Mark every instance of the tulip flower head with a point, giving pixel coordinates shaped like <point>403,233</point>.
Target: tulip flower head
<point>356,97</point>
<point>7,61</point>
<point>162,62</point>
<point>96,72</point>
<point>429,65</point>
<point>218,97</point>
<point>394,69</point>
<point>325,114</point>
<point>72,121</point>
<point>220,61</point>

----------

**SET TASK:** Copy out the material above line for line, leaving nothing out and changing nothing.

**FINISHED ANSWER:**
Mark every instance of the tulip flower head with a point, giving pixel coordinates shaped like <point>403,233</point>.
Target: tulip flower head
<point>356,97</point>
<point>7,61</point>
<point>162,62</point>
<point>96,72</point>
<point>429,65</point>
<point>218,97</point>
<point>394,69</point>
<point>325,114</point>
<point>72,121</point>
<point>220,61</point>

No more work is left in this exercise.